• [What you should do]: Each line of the listing below, from the very first to the one that contains "Task: mark one dot on every instance of the shoulder", is to be retyped exactly as it stands.

• [Data listing]:
****
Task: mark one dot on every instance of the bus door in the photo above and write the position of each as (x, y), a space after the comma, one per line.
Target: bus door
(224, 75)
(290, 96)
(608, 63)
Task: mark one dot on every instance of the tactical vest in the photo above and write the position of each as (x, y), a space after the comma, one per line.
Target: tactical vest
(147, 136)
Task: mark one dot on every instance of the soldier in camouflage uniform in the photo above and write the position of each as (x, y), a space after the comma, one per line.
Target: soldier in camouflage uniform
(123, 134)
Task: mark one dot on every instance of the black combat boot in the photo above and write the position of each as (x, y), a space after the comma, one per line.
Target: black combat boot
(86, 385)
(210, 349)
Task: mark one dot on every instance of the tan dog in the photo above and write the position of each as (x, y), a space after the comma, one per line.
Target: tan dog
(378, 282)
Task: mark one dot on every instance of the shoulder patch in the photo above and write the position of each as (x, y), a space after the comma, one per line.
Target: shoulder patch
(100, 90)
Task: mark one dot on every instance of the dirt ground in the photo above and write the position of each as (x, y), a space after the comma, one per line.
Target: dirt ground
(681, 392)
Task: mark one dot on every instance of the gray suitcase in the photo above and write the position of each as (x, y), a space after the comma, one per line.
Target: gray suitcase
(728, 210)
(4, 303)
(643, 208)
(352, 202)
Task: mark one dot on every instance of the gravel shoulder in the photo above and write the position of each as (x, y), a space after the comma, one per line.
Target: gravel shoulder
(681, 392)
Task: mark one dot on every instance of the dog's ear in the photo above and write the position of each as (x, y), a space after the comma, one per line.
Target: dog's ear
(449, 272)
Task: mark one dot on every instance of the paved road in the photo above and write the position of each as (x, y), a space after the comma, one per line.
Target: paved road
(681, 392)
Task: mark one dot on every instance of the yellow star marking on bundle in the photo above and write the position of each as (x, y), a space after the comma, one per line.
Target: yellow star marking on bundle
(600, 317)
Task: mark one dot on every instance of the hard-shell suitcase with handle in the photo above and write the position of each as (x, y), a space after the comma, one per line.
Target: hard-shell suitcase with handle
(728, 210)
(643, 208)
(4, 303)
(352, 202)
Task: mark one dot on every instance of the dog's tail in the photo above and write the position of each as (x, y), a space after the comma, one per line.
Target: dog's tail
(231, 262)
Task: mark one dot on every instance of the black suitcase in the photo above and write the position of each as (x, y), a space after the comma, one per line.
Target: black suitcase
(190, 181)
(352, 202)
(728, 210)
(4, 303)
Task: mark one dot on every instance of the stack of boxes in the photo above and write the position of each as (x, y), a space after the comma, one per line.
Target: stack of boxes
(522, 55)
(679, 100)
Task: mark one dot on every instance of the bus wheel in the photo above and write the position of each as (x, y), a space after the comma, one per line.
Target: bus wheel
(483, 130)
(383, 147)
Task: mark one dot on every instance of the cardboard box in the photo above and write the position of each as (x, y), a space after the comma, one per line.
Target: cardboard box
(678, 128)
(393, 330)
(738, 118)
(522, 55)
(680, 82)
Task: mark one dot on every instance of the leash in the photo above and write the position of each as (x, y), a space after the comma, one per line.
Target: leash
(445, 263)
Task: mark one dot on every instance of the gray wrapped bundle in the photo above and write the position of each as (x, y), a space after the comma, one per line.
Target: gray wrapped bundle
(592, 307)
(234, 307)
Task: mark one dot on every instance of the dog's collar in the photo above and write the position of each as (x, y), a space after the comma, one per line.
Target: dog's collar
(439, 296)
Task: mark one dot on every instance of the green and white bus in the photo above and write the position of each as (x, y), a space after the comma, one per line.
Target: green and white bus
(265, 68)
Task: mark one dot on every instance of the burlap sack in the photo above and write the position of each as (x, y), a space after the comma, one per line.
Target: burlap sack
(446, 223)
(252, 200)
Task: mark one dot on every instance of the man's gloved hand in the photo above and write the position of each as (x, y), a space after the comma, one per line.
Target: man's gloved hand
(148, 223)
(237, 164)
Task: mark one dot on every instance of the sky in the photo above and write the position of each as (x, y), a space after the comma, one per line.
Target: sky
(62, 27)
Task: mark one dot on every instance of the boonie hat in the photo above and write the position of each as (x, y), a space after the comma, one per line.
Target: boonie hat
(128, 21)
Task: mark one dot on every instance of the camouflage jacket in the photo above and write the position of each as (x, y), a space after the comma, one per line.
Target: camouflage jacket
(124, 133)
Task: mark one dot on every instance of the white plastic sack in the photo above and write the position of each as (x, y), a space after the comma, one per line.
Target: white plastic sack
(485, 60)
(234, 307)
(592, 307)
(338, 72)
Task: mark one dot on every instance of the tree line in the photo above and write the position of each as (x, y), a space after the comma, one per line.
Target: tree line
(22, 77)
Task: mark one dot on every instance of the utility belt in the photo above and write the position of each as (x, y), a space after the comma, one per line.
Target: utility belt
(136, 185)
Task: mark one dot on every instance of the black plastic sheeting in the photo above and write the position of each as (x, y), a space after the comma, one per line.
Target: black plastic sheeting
****
• [Reply]:
Task: mark one dot on every instance of the bus door in the photo above and write the position of each as (x, y), a space after the comma, one per line.
Target: bus door
(224, 75)
(290, 96)
(608, 63)
Task: mark one dot on every instance of the tactical vest in the photo above and write the position of each as (x, y), a space after the comma, one per line.
Target: tactical vest
(147, 136)
Task: mark one dot on every instance of the soldier in camouflage uniform in the photo above and write the position of each as (x, y), a space after the comma, one per line.
Target: soldier in camouflage uniform
(123, 134)
Task: mark one dot on every instance of the black combat boot in the photo above and write the position of each as (x, y), a space after the comma, one per line.
Target: black combat boot
(86, 385)
(210, 349)
Task: mark one dot on every instance of the tan dog in the photo above and write the position of each as (x, y), a space after the comma, one per line.
Target: tan dog
(378, 282)
Task: mark one dot on every instance of the shoulder patch in the photo above and write the position of each as (x, y), a space after the comma, one per line.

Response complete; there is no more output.